→ Input for this task
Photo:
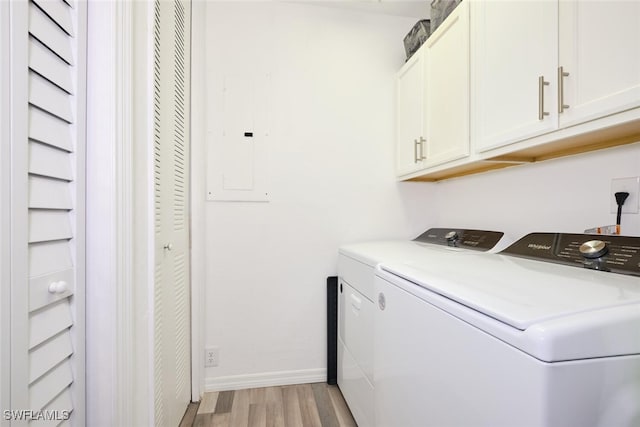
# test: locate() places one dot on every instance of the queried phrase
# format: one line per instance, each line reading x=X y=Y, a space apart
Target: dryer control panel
x=616 y=254
x=480 y=240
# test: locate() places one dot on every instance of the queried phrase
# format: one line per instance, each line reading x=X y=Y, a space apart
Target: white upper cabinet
x=447 y=90
x=433 y=98
x=514 y=62
x=600 y=52
x=410 y=114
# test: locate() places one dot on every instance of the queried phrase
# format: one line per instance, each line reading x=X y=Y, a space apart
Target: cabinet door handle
x=422 y=141
x=541 y=85
x=561 y=75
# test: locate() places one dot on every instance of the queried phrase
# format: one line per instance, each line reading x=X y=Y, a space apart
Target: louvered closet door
x=48 y=52
x=172 y=383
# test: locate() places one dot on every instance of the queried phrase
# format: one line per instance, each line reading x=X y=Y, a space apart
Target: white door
x=447 y=97
x=172 y=344
x=600 y=52
x=515 y=51
x=47 y=73
x=410 y=114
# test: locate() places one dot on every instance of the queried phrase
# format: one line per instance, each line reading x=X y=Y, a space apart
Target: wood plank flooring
x=304 y=405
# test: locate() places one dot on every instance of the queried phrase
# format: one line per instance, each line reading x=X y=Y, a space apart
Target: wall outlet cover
x=631 y=186
x=211 y=357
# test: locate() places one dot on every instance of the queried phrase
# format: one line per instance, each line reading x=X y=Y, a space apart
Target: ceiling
x=418 y=9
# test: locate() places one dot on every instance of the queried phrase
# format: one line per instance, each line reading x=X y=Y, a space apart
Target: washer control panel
x=479 y=240
x=616 y=254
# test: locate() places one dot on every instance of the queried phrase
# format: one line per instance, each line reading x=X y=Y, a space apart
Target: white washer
x=356 y=307
x=509 y=341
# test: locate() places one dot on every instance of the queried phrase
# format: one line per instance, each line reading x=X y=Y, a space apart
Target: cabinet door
x=410 y=111
x=600 y=51
x=514 y=44
x=447 y=91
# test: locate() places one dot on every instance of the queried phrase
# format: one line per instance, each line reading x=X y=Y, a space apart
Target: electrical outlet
x=631 y=186
x=211 y=357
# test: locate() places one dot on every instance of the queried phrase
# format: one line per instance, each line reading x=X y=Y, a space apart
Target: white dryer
x=356 y=296
x=520 y=338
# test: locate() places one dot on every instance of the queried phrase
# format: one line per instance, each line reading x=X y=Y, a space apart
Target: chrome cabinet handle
x=541 y=85
x=561 y=75
x=422 y=141
x=58 y=287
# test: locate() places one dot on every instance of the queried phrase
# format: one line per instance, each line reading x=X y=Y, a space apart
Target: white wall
x=331 y=181
x=569 y=195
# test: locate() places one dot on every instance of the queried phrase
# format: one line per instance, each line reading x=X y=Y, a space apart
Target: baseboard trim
x=266 y=379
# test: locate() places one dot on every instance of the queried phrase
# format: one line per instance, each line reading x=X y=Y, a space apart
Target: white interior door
x=47 y=198
x=172 y=374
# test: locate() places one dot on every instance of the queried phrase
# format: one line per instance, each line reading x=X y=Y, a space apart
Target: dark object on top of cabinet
x=440 y=9
x=414 y=39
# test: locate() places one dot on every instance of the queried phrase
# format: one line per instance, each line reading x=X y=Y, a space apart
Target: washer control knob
x=451 y=236
x=593 y=249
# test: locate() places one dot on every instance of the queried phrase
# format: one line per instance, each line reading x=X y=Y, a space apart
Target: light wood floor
x=313 y=405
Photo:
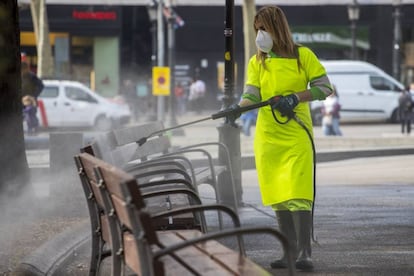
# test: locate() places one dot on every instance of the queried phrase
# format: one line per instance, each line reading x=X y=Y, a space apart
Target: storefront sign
x=94 y=15
x=161 y=81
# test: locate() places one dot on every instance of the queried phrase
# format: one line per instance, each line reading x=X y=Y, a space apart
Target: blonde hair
x=28 y=100
x=275 y=23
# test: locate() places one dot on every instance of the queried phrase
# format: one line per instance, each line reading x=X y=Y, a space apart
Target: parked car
x=366 y=93
x=72 y=104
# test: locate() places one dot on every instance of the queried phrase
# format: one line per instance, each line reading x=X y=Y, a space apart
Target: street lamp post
x=172 y=19
x=353 y=16
x=152 y=13
x=229 y=135
x=397 y=39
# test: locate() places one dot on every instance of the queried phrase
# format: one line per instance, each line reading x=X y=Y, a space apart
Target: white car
x=366 y=93
x=72 y=104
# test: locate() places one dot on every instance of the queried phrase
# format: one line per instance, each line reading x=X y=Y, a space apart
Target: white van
x=366 y=93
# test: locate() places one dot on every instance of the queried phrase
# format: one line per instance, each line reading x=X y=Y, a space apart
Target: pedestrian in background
x=197 y=94
x=405 y=103
x=29 y=114
x=283 y=147
x=330 y=115
x=31 y=84
x=130 y=94
x=180 y=96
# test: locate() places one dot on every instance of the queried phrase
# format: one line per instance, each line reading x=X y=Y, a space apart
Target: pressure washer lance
x=215 y=116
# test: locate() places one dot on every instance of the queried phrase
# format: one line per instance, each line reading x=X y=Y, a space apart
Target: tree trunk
x=45 y=67
x=13 y=163
x=249 y=10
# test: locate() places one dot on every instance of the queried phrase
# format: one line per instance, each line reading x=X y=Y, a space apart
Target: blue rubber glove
x=286 y=104
x=233 y=115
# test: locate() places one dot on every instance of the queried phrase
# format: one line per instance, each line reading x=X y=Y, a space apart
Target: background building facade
x=107 y=43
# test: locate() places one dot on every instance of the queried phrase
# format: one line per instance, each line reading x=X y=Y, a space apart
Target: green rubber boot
x=287 y=227
x=303 y=226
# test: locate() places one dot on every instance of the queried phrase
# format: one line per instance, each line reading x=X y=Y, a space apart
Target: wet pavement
x=364 y=210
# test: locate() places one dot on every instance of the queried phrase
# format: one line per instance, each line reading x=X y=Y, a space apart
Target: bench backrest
x=123 y=200
x=94 y=199
x=127 y=148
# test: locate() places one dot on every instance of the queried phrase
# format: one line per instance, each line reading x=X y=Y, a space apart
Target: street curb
x=54 y=254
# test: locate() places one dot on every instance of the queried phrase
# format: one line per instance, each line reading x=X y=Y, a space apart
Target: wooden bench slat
x=144 y=248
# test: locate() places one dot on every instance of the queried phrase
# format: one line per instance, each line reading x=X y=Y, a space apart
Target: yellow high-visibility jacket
x=283 y=152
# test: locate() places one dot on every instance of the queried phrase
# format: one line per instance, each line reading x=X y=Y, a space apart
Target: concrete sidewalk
x=364 y=217
x=364 y=222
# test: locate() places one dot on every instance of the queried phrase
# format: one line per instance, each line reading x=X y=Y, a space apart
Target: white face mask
x=264 y=41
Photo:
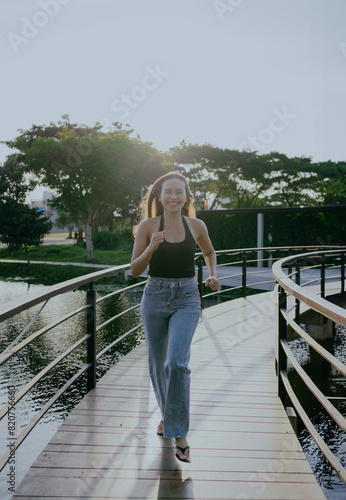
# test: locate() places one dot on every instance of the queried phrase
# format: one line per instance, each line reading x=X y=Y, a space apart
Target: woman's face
x=173 y=195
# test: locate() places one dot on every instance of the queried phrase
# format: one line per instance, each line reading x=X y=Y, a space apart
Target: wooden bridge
x=242 y=443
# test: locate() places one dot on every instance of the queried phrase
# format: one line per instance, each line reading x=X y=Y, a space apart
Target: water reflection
x=332 y=384
x=34 y=357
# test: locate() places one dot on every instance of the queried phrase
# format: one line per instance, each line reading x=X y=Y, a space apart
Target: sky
x=265 y=75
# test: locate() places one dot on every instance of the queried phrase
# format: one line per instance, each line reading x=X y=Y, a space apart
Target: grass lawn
x=69 y=253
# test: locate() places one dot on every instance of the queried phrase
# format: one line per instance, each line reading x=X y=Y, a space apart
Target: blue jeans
x=170 y=312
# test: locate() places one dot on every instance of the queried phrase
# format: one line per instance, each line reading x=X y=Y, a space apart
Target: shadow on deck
x=243 y=446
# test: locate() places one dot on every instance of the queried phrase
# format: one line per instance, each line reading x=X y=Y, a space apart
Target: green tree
x=89 y=170
x=218 y=174
x=20 y=225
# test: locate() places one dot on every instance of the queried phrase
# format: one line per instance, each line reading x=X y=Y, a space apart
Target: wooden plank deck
x=242 y=444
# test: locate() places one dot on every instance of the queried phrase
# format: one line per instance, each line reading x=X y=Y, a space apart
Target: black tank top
x=174 y=260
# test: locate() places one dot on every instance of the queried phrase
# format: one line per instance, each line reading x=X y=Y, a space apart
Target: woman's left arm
x=209 y=255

→ What to work on
Lay out the rows above as a numbered list, running from the start of the rows through the line that contains "x=509 y=341", both ends included, with blank lines left out. Leave the pictures out of the answer.

→ Output of the task
1. Photo:
2. # test: locate() places one dot on every instance of the queried phrase
3. # format: one line per instance, each line reading x=X y=Y, a space apart
4. Target: dryer control panel
5. x=616 y=254
6. x=480 y=240
7. # test: locate() places one dot on every instance of the queried phrase
8. # format: one line per instance, each line reading x=X y=Y, a space apart
9. Target: white upper cabinet
10. x=447 y=90
11. x=433 y=98
12. x=514 y=62
13. x=600 y=52
14. x=410 y=114
15. # test: locate() places one dot on every instance of the queried phrase
16. # format: one line per instance, each line reading x=X y=Y, a space apart
17. Target: cabinet door handle
18. x=422 y=141
19. x=541 y=85
20. x=561 y=75
21. # test: locate() places one dot on every instance of the queried phrase
22. # format: one line per instance, each line reading x=X y=Y, a space apart
23. Target: louvered closet door
24. x=48 y=52
25. x=172 y=383
26. # test: locate() places one dot on every instance of the queried phrase
27. # format: one line per instance, each line reading x=X y=Y, a space apart
28. Target: white door
29. x=447 y=97
30. x=172 y=344
31. x=600 y=52
32. x=515 y=51
33. x=47 y=73
34. x=410 y=114
35. # test: locate() places one dot on every instance of the queried phrase
36. # format: one line per instance, each line reading x=X y=Y, a space apart
37. Target: wood plank flooring
38. x=304 y=405
39. # test: locate() places one dot on every instance of the queried phrase
40. # format: one line per instance, each line reading x=X y=Y, a space apart
41. Target: wall outlet cover
42. x=631 y=186
43. x=211 y=357
44. # test: locate() places one dot on every instance of the queried phrase
45. # format: one line per instance, each line reading x=X y=Y, a space apart
46. Target: ceiling
47. x=418 y=9
48. # test: locate() places one dot on every instance of the queried phrase
49. # format: one line per instance, each line reading x=X y=Y, a space apart
50. Target: washer control panel
51. x=479 y=240
52. x=616 y=254
53. # test: locate() places one dot on every instance of the queried phrase
54. # format: one line per instance, each line reading x=X y=Y, a space apart
55. Target: white washer
56. x=356 y=307
57. x=509 y=341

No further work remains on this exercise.